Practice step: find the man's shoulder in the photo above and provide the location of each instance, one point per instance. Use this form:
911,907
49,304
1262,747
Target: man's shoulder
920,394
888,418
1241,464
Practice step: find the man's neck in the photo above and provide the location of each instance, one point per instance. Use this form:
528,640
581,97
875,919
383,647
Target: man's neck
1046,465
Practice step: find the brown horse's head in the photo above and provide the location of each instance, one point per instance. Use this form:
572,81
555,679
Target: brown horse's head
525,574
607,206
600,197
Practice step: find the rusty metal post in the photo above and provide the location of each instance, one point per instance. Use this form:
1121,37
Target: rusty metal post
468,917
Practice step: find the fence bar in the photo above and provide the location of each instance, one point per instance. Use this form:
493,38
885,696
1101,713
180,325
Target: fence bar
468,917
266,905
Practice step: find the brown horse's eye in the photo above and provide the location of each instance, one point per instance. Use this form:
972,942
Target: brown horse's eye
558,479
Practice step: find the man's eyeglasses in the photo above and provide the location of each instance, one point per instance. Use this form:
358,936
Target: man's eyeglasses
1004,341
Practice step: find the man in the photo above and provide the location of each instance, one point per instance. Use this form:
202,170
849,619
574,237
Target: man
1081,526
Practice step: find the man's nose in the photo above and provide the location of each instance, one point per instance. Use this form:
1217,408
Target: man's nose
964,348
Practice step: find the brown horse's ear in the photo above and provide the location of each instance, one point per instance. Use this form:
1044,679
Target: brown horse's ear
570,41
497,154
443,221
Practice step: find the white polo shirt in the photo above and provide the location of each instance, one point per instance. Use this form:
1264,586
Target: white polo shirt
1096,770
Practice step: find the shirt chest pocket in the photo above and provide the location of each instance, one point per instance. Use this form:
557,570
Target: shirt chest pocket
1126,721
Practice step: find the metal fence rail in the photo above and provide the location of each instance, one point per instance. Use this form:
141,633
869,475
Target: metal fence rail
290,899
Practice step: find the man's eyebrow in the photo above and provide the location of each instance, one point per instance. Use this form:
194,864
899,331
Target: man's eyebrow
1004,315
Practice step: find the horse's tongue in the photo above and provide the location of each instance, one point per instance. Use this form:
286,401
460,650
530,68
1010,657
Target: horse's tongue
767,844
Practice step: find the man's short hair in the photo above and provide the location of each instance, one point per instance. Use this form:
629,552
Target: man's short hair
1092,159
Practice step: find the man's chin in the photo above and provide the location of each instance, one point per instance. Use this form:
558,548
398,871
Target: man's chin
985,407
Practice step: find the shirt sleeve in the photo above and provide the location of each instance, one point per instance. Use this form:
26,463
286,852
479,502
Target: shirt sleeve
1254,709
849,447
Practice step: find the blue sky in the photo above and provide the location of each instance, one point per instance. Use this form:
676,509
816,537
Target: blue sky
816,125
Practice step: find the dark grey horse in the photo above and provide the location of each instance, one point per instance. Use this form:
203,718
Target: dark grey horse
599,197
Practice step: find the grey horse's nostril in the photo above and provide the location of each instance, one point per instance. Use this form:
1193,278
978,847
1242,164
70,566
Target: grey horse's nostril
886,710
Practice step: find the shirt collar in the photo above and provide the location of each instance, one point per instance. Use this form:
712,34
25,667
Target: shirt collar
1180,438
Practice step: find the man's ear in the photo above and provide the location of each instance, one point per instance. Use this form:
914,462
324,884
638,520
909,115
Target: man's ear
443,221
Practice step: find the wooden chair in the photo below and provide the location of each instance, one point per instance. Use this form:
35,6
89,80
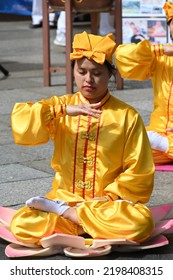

--- --- ---

- Exercise objective
The records above must be repeated in full and exactly, but without any of the pictures.

- Solution
Practice step: find the man's shoulder in the photo above and provide the location of each instance, one point per instance. Use this form:
911,907
49,304
1262,747
Target: man's shoulder
920,394
888,418
1241,464
Practice step: find the man's neck in the photo above and provide the location of each instance, one point per instance. Use this form:
528,640
581,97
875,919
383,647
Target: man's neck
1046,465
Practice step: find the brown horse's head in the photo above and provide the location of each instance, one point per instance. Use this form:
572,81
555,679
Target: brown horse's head
525,574
607,206
600,197
Practice step: find the rusty metal post in the photo above and provide the location of each instance, one point per instance. Use this form:
1121,37
Target: rusty metal post
468,917
Practice step: find the fence bar in the photo above and provide the location of each instance, one point per instance. Use this form:
493,38
885,696
1101,713
180,325
Target: fence bar
468,917
266,905
Practice step: find the brown horse's eye in the photo above and provide the location of each instance, one point per instance. Use this form:
972,942
Target: brown horse's eye
558,479
Practice step: find the man's eyeglasses in the photo above and provide the location of each instance, one point per instance. Use this form:
358,936
Target: man's eyeglasses
1004,341
Practice step: find the man in the photo above and provide the location of each instance, one point per instance. Use this form:
202,170
849,619
574,237
Target: man
1081,526
Practice step: find the man's nose in the photo above and provide the location of each instance, one point per instance. Use this form:
1217,408
Target: man's nose
964,348
Practice step: find the brown horse's ear in the photo above and provide the location of each instance, one point per instance. Use this form:
1044,679
Target: brown horse's ear
570,41
497,154
443,221
Practice step: find the white polo shirt in the photo above and provide the location of each instance, one point per instance. Use this form:
1264,586
Target: white polo shirt
1096,770
Practice step: find the shirt chest pocket in the photo above and provide the location of each instance, one point per instance. Use this form:
557,570
Target: shirt chest pocket
1126,721
Practice step: find the metal fence rail in the photo above and provide the location of each instance, one point per instance. Use this form:
141,633
869,475
Target: metal fence rail
290,899
Practice step: find the man's eyebrow in the photo above and provide the location of each instance, one point per instance. Use this form:
194,864
899,331
Target: man's eyebrow
1004,315
Practice step: find the horse's tongue in the photo above and provide the location of each instance, one point per instance. Use this form:
286,401
460,650
530,68
1010,657
Target: horse's tongue
767,844
Practice step: find the man's short hair in the photo above and provide the location of each instance, one point per instance. Use this form:
629,552
Target: man's short hair
1092,159
Practice step: find the man's chin in the photo above and provide the location of each instance, one point per instance. Use this form:
558,548
398,871
Target: man's chin
985,407
Practice step: find the shirt sleeve in the photo above and provide the location of each instance, one point per instance. Use this form:
26,463
286,852
479,502
Target: shirt sleeve
1254,709
849,447
Practice step: find the blue sky in the photo above and provide the location of each instance, one point per instance. Use this form:
676,509
816,537
Target: blue sky
816,125
Practice step: find the dark grey horse in the photo above and provide the location of each instance, one point per instance. Use this form:
203,718
Target: dark grey horse
599,197
Practice step: find the grey horse's nostril in the photo above and provide the location of each instance, one point per instance. Use this form:
1193,278
978,847
1242,164
70,566
Target: grey horse's nostril
886,710
Practice step: find the shirt collar in the photo above and provide the location of each instance, one point per instance. Use this form:
712,34
25,667
Target: shirt collar
1180,438
Practice step: find the man's ear in the photo above and provide the location of each instance, one point per instance. Use this form:
914,462
324,884
638,520
909,115
Target: man's ear
443,221
Practice step: find the wooden chair in the photo below and provide the location of each instance, one point per instance. Use this form:
35,6
89,80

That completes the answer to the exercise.